*** DATA SECTION ***

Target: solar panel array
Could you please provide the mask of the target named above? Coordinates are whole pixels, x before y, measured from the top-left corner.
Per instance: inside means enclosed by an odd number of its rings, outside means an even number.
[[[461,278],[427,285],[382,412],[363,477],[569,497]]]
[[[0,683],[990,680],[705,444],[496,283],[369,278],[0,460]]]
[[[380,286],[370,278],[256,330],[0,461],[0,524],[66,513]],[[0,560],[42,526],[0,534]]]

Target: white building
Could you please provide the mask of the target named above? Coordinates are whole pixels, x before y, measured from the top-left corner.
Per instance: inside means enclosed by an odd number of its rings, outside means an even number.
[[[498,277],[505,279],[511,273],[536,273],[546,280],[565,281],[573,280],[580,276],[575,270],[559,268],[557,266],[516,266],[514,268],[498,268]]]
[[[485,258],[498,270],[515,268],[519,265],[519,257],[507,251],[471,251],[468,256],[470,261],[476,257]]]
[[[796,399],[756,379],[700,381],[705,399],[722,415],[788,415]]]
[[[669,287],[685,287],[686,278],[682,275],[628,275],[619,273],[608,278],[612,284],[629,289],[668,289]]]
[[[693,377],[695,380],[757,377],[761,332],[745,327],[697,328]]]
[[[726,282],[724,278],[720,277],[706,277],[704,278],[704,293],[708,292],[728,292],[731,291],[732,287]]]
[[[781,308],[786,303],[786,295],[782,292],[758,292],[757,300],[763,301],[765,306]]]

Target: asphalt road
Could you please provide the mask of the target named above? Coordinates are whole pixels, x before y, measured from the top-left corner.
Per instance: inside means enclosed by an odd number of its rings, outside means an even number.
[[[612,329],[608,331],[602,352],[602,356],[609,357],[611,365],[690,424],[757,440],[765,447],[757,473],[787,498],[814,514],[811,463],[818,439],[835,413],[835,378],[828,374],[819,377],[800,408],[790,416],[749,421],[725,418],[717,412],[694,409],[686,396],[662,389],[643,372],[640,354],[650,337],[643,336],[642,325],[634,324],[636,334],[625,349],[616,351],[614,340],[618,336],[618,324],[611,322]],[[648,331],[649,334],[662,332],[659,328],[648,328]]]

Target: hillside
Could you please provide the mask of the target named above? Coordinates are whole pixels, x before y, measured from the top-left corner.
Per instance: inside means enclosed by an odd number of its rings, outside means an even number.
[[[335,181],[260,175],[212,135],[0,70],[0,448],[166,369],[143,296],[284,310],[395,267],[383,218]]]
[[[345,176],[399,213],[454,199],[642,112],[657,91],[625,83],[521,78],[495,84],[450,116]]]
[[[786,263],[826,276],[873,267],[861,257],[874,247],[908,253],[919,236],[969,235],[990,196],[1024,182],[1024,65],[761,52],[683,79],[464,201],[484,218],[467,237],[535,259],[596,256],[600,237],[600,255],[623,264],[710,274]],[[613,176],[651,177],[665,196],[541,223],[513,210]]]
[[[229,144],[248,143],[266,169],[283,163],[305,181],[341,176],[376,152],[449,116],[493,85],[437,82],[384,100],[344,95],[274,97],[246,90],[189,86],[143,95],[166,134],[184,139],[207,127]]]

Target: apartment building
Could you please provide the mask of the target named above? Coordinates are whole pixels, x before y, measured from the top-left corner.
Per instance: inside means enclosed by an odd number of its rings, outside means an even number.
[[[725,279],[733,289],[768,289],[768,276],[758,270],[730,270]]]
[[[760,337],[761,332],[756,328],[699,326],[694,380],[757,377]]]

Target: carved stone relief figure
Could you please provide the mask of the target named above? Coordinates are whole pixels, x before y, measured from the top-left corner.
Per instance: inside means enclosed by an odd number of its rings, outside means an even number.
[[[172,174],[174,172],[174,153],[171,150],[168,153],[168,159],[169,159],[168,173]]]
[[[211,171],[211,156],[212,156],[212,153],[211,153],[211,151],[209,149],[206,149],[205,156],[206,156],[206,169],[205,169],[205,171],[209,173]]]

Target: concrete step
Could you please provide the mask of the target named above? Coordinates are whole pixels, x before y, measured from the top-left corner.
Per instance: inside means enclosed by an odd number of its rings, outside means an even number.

*** End of DATA SECTION ***

• WHAT THE EXERCISE ASKS:
Above are the records; from them, give again exactly the lines from the one containing "Target: asphalt road" to the one containing "Target: hillside", both lines included, and nothing more.

• RESPONSE BELOW:
Target: asphalt road
Could you please provide the mask of the target named above? Coordinates are whole pixels, x before y, measured from the top-left corner.
Per instance: inside means enclosed by an odd number of its rings, outside means an even number.
[[[612,329],[608,331],[602,352],[602,356],[609,357],[611,365],[690,424],[757,440],[765,447],[757,473],[787,498],[814,514],[811,463],[818,439],[835,413],[835,378],[828,374],[819,377],[800,408],[790,416],[749,421],[725,418],[717,412],[694,409],[686,396],[662,389],[643,372],[640,354],[650,337],[643,336],[642,325],[634,324],[636,334],[625,349],[616,351],[614,340],[618,336],[618,324],[611,322]],[[648,331],[649,334],[662,332],[659,328],[648,328]]]

Target: hillside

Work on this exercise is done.